[Records excerpted from a collection]
========

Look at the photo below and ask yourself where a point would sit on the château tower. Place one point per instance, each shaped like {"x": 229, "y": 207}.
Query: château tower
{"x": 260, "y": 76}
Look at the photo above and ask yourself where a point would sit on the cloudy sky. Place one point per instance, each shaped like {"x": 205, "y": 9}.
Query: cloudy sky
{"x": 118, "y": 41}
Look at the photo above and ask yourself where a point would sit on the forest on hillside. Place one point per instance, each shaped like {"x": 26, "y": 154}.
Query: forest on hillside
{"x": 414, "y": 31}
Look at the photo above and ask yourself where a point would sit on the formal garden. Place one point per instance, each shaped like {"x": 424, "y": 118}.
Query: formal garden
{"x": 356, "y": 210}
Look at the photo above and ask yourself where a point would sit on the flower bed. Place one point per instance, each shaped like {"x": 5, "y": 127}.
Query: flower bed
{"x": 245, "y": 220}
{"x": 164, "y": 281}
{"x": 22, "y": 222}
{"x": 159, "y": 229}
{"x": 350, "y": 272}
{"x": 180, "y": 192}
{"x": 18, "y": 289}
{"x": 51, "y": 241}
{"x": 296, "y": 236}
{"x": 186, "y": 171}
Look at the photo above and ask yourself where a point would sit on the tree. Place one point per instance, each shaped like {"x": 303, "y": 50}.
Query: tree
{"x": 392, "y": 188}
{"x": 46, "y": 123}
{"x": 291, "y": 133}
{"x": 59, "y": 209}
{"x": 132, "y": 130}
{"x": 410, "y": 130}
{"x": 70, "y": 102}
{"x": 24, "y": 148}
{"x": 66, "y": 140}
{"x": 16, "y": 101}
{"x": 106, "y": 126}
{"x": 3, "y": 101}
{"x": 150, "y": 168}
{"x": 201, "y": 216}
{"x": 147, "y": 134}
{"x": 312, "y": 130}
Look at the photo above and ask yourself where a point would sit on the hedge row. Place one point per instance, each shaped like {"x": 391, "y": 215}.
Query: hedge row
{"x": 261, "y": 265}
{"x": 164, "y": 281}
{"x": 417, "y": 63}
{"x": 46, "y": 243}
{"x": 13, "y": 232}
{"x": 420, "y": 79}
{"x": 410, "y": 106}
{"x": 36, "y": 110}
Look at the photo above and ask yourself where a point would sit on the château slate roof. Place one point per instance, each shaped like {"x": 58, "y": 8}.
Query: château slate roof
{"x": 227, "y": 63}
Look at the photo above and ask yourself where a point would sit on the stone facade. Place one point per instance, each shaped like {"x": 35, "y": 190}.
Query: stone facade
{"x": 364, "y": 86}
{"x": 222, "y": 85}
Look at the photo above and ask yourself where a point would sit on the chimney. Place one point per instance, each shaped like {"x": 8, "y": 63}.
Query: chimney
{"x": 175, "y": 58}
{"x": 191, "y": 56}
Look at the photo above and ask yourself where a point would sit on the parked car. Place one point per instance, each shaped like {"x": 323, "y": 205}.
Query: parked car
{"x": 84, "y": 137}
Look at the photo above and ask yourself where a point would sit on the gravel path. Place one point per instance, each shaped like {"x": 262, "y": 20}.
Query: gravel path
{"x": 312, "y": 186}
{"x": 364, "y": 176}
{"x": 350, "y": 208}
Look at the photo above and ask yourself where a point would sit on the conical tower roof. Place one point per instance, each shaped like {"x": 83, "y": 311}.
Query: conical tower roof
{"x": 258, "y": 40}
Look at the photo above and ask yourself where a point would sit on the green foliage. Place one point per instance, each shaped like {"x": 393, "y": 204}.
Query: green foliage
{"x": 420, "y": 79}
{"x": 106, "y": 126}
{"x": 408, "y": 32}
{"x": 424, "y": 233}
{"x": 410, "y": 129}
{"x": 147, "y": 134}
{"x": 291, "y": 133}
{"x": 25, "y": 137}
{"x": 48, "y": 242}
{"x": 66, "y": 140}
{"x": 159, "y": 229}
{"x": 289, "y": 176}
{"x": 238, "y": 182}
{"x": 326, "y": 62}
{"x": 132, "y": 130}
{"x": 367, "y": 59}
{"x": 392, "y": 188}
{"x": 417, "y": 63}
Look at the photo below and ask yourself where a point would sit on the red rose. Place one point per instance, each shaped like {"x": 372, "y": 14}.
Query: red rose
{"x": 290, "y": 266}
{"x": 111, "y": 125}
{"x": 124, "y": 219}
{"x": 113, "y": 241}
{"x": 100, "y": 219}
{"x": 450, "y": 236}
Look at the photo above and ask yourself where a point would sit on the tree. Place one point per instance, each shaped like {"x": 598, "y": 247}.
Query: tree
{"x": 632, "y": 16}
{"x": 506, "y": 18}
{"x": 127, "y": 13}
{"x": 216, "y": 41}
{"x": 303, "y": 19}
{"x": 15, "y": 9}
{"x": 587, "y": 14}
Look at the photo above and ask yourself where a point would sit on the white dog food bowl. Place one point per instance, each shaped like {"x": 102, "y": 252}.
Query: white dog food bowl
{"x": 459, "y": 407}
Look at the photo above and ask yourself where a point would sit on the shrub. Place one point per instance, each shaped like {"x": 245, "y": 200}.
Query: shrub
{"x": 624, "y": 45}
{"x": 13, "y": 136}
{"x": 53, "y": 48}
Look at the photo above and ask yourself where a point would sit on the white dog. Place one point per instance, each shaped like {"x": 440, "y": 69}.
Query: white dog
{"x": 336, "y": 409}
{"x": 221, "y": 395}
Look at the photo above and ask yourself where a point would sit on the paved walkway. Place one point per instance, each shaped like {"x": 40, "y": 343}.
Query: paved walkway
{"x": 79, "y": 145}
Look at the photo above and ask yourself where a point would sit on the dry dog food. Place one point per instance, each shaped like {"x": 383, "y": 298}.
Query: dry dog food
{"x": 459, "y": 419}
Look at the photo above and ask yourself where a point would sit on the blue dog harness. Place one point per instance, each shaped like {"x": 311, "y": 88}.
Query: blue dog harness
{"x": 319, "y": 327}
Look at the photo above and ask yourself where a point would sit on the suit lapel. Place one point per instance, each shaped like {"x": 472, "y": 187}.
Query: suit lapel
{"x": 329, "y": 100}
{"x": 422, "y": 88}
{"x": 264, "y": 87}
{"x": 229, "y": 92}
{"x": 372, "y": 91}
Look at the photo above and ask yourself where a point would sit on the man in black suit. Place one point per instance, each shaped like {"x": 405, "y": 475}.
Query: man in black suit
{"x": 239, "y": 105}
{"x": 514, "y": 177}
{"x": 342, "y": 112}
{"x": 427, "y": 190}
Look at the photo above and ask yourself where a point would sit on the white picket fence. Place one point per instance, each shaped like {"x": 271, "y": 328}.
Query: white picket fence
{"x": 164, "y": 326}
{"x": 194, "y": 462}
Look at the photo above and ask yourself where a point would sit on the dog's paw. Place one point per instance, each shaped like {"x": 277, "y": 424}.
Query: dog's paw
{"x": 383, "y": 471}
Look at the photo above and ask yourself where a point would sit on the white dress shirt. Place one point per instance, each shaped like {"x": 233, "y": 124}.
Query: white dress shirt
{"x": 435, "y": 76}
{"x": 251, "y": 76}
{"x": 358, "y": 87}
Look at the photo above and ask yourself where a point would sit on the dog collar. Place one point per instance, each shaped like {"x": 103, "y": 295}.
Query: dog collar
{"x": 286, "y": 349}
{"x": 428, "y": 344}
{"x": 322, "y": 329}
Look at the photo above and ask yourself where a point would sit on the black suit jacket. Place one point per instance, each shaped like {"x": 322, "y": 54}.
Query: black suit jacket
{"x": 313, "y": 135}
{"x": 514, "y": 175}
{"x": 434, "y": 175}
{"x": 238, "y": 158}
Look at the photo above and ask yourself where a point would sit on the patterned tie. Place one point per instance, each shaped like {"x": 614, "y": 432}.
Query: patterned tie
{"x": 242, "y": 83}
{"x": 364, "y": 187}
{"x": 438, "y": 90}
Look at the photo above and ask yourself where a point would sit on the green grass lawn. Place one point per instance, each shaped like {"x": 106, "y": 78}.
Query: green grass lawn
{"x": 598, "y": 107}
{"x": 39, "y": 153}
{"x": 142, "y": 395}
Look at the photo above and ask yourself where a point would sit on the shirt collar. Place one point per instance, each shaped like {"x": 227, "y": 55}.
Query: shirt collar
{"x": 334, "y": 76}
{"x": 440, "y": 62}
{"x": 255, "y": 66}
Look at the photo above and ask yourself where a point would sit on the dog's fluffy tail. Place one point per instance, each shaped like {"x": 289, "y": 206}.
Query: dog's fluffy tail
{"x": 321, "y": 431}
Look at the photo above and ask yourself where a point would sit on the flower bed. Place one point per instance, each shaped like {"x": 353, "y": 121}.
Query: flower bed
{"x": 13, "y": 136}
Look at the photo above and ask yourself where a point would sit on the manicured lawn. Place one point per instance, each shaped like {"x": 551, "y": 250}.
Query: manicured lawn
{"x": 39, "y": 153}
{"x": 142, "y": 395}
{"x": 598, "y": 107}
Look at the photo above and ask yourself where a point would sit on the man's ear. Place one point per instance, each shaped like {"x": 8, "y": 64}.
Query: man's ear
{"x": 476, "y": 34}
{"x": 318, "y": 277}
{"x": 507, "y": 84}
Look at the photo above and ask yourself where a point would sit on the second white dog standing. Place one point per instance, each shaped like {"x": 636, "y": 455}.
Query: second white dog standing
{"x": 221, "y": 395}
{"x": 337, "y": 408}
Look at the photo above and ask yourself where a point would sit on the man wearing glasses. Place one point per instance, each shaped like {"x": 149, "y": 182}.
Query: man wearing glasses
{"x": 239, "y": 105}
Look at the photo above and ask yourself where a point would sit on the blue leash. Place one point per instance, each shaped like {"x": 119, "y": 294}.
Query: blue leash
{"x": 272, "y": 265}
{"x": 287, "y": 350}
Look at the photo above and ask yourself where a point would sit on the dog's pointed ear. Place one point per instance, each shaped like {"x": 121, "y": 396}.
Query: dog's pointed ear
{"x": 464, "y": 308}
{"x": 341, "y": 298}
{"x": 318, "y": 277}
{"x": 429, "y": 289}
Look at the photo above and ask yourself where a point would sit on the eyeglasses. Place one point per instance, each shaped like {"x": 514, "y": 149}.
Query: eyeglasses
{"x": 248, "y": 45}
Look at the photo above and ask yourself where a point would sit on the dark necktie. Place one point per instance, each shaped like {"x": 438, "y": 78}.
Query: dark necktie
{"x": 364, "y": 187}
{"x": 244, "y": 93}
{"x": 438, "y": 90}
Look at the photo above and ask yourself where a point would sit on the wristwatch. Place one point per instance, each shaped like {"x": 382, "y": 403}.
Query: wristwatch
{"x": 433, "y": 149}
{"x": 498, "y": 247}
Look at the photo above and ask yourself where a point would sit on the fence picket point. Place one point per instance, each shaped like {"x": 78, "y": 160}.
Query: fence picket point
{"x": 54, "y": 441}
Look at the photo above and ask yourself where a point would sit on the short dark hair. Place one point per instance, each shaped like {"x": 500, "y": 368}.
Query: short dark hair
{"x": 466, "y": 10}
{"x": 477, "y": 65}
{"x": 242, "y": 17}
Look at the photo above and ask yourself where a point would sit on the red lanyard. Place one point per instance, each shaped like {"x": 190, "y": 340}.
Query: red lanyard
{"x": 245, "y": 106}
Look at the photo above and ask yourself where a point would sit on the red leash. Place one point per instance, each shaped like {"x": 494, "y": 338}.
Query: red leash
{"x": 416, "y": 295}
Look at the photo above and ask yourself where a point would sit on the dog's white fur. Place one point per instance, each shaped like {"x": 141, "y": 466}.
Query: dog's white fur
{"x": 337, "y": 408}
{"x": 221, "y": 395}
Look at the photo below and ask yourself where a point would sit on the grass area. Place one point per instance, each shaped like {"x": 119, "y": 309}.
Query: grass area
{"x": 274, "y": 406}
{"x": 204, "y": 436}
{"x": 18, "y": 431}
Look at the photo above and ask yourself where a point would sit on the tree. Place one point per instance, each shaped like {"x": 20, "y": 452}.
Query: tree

========

About this exercise
Please go through the entries and show every line with the word "below".

Answer box
Look at the photo below and ask yourself where a point would sit on the château tower. Place one point per instance, each shaped like {"x": 229, "y": 207}.
Look at the photo below and ask yourself where a point would sit on the red rose. Place one point per instance, each shaped like {"x": 372, "y": 14}.
Look at the photo below and ask yourself where a point would sit on the grass area. Place one point per instance, each shaped like {"x": 119, "y": 309}.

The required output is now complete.